### Records
-----

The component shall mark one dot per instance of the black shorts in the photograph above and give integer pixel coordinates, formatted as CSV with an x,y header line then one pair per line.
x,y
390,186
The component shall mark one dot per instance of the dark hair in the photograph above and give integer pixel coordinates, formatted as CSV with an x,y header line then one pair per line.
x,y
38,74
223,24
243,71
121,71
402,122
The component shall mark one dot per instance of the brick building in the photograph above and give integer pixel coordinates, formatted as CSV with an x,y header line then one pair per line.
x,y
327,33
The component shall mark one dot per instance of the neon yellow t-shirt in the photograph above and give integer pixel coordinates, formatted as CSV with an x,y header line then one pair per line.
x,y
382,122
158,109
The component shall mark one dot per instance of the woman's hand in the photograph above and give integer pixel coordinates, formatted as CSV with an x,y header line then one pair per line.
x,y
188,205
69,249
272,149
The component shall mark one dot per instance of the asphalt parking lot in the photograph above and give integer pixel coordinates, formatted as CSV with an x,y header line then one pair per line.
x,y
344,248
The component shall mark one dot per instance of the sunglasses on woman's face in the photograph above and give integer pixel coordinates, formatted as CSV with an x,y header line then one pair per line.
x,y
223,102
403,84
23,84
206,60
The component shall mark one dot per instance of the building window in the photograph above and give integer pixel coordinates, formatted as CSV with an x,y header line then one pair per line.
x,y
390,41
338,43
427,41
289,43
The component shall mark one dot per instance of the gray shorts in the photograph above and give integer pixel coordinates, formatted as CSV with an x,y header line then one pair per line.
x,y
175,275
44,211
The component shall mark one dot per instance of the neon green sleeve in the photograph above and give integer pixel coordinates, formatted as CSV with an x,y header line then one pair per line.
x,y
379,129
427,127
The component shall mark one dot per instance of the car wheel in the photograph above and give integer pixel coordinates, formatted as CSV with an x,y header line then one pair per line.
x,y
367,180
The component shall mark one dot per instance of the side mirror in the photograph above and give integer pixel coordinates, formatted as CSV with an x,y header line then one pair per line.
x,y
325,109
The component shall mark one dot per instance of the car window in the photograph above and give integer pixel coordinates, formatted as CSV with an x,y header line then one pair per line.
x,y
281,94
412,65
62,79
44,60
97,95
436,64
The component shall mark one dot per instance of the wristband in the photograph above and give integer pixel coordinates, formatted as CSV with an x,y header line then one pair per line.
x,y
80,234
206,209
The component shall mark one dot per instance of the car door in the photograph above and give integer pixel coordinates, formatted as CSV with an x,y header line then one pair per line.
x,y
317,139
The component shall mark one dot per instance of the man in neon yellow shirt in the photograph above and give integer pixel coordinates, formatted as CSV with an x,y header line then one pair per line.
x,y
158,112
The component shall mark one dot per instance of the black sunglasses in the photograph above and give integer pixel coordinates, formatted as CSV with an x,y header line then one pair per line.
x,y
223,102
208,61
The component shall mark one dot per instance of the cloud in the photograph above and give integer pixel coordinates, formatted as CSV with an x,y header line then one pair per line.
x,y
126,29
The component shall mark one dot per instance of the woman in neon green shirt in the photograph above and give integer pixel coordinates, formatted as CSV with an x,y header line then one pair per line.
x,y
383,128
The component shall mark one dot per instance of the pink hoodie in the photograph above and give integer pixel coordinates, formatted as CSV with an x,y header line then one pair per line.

-----

### What you are asked to do
The lines to output run from the one containing "the car door" through the last line of the records above; repeat them exactly and nothing more.

### Solution to this exercise
The component shall mark one dot per instance of the car door in the photograph above and give integer pixel coordinates, formatted as CSV with an x,y header line then one pair per line.
x,y
317,139
The component shall mark one dot per instance of the man in neon yellow shirt in the photograph above and give integer pixel coordinates, formatted as CSV with an x,y header line then one pair per line.
x,y
158,112
The component shall mark one dot per instance of the black sunglasses in the photograph above and give integer pixel coordinates, formatted as CSV with an x,y header line then one pair per line.
x,y
223,102
208,61
The component shall mark one dot per instance of the cloud in the photograph above and give integer pixel coordinates, formatted as CSV with an x,y header line then one pair per line.
x,y
126,29
The component shall mark one dot per instance of the woman in neon green shirt in the photograph above and give integer pixel coordinates, formatted as CSV with an x,y header line then one pair per line.
x,y
383,128
The component shall mark one dot per instance of the pink hoodie in the photograph above and give integer pixel coordinates, formatted as CSV with an x,y header line then one pair per line.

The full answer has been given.